Directions
Could you repeat every record exactly as it appears?

*** Opening of The input ***

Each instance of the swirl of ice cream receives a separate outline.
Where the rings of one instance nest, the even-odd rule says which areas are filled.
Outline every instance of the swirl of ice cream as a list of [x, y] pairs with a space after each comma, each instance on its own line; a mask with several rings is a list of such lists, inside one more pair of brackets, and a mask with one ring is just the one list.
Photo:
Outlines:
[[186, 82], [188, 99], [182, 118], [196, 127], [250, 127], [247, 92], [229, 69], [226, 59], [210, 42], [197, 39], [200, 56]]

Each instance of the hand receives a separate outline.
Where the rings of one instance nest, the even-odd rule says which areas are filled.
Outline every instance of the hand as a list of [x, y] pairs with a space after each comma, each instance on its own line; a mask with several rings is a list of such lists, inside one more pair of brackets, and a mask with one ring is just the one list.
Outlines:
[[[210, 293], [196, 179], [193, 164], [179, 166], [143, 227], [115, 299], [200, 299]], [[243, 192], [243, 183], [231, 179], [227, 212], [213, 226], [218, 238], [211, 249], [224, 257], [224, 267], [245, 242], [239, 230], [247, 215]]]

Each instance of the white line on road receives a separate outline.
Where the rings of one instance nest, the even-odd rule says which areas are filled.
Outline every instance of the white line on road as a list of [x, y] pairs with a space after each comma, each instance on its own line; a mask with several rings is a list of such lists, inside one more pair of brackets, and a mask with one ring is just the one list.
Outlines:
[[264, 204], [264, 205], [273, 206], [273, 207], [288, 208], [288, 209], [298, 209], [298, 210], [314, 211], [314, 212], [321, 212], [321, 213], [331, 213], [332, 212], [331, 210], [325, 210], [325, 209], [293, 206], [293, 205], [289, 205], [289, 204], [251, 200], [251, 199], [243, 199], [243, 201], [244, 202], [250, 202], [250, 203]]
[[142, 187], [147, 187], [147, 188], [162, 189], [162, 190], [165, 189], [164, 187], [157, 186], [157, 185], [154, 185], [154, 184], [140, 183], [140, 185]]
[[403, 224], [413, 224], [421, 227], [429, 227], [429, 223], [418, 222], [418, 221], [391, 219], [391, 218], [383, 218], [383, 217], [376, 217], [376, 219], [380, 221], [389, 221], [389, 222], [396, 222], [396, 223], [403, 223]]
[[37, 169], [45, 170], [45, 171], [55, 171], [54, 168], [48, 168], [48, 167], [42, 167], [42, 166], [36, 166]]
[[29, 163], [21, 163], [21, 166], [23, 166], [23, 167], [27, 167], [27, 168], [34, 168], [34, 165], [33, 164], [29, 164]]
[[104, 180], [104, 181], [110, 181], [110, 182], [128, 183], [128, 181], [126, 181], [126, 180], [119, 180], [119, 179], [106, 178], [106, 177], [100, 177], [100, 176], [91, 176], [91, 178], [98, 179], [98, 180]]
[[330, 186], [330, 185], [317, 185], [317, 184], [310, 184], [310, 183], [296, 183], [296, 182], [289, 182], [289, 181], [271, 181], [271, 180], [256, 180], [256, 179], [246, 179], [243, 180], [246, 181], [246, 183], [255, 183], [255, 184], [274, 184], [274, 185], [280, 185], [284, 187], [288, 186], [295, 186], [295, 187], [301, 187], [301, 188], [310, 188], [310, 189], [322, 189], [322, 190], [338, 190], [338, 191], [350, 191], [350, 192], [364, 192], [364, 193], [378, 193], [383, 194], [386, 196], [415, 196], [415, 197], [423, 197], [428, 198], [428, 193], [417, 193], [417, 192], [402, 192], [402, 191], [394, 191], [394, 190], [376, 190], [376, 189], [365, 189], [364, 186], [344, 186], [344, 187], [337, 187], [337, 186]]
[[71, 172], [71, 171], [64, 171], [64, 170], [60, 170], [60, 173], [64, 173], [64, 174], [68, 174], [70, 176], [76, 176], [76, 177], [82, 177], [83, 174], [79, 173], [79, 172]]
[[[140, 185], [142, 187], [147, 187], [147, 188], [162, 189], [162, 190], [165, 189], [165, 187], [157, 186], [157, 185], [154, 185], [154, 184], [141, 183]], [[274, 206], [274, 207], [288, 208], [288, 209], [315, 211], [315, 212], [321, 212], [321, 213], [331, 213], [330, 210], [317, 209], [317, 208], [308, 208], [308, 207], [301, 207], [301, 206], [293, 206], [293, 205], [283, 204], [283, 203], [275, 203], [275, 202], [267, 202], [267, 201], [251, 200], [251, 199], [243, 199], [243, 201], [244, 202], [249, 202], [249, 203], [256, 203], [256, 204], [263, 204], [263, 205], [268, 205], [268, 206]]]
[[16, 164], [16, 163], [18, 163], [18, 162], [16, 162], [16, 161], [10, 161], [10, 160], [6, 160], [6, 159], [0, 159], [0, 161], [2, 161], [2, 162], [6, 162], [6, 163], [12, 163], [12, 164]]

*** Close of The input ***

Task response
Each instance of the swirl of ice cream receives a separate outline.
Where the rings of one instance nest, the even-odd rule says which areas are filled.
Outline every instance of the swirl of ice cream as a list of [x, y] pairs with a space after each comma, each instance on its own line; a mask with several rings is a list of such lists, inside one more pair of brackets, and a mask with one ring is just the one list.
Photo:
Outlines:
[[186, 82], [188, 99], [182, 118], [196, 127], [250, 127], [247, 92], [229, 69], [226, 59], [210, 42], [197, 39], [200, 56]]

Each instance of the hand receives a separate outline.
Where the rings of one instance nest, the even-odd rule says which areas are filled.
Outline every instance of the hand as a list of [x, y] pairs with a space after each comma, each instance on its own line; a mask with several rings is a list of such lists, inside one more pair of brackets, and a mask with one ring is just the one list.
Outlines:
[[[210, 293], [196, 179], [193, 164], [179, 166], [143, 227], [115, 299], [200, 299]], [[243, 192], [243, 183], [231, 179], [227, 212], [213, 226], [218, 238], [211, 249], [224, 257], [224, 267], [245, 242], [239, 230], [247, 215]]]

Each instance of the white line on road receives a separate outline.
Where the rings of one instance nest, the even-odd rule says which areas are filled.
Outline every instance of the white line on road as a list of [x, y] pairs with a space after each comma, each instance on its own line; a mask with several rings is a list of such lists, inside one more pair of brackets, and a mask with one ring is just the one list.
Outlines:
[[264, 204], [264, 205], [273, 206], [273, 207], [288, 208], [288, 209], [298, 209], [298, 210], [314, 211], [314, 212], [321, 212], [321, 213], [331, 213], [332, 212], [331, 210], [325, 210], [325, 209], [293, 206], [293, 205], [289, 205], [289, 204], [251, 200], [251, 199], [243, 199], [243, 201], [244, 202], [250, 202], [250, 203]]
[[142, 187], [147, 187], [147, 188], [162, 189], [162, 190], [165, 189], [164, 187], [157, 186], [157, 185], [154, 185], [154, 184], [140, 183], [140, 185]]
[[403, 224], [413, 224], [421, 227], [429, 227], [429, 223], [418, 222], [418, 221], [391, 219], [391, 218], [383, 218], [383, 217], [376, 217], [376, 219], [380, 221], [389, 221], [389, 222], [396, 222], [396, 223], [403, 223]]
[[37, 169], [45, 170], [45, 171], [55, 171], [54, 168], [48, 168], [48, 167], [42, 167], [42, 166], [36, 166]]
[[29, 163], [21, 163], [21, 166], [23, 166], [23, 167], [27, 167], [27, 168], [34, 168], [34, 165], [33, 164], [29, 164]]
[[104, 180], [104, 181], [110, 181], [110, 182], [128, 183], [128, 181], [126, 181], [126, 180], [119, 180], [119, 179], [106, 178], [106, 177], [100, 177], [100, 176], [91, 176], [91, 178], [98, 179], [98, 180]]
[[330, 186], [330, 185], [317, 185], [317, 184], [310, 184], [310, 183], [296, 183], [296, 182], [289, 182], [289, 181], [271, 181], [271, 180], [256, 180], [256, 179], [246, 179], [243, 180], [246, 181], [246, 183], [255, 183], [255, 184], [274, 184], [274, 185], [280, 185], [284, 187], [288, 186], [295, 186], [295, 187], [301, 187], [301, 188], [310, 188], [310, 189], [322, 189], [322, 190], [338, 190], [338, 191], [350, 191], [350, 192], [364, 192], [364, 193], [378, 193], [383, 194], [386, 196], [415, 196], [415, 197], [423, 197], [428, 198], [428, 193], [417, 193], [417, 192], [402, 192], [402, 191], [394, 191], [394, 190], [376, 190], [376, 189], [365, 189], [364, 186], [344, 186], [344, 187], [337, 187], [337, 186]]
[[71, 172], [71, 171], [64, 171], [64, 170], [60, 170], [60, 173], [64, 173], [64, 174], [68, 174], [70, 176], [76, 176], [76, 177], [82, 177], [83, 174], [79, 173], [79, 172]]
[[[140, 185], [142, 187], [147, 187], [147, 188], [162, 189], [162, 190], [165, 189], [165, 187], [157, 186], [157, 185], [154, 185], [154, 184], [141, 183]], [[274, 206], [274, 207], [288, 208], [288, 209], [315, 211], [315, 212], [321, 212], [321, 213], [331, 213], [330, 210], [317, 209], [317, 208], [308, 208], [308, 207], [301, 207], [301, 206], [293, 206], [293, 205], [283, 204], [283, 203], [275, 203], [275, 202], [267, 202], [267, 201], [251, 200], [251, 199], [243, 199], [243, 201], [244, 202], [249, 202], [249, 203], [256, 203], [256, 204], [263, 204], [263, 205], [268, 205], [268, 206]]]
[[16, 164], [16, 163], [18, 163], [18, 162], [16, 162], [16, 161], [10, 161], [10, 160], [6, 160], [6, 159], [0, 159], [0, 161], [2, 161], [2, 162], [6, 162], [6, 163], [12, 163], [12, 164]]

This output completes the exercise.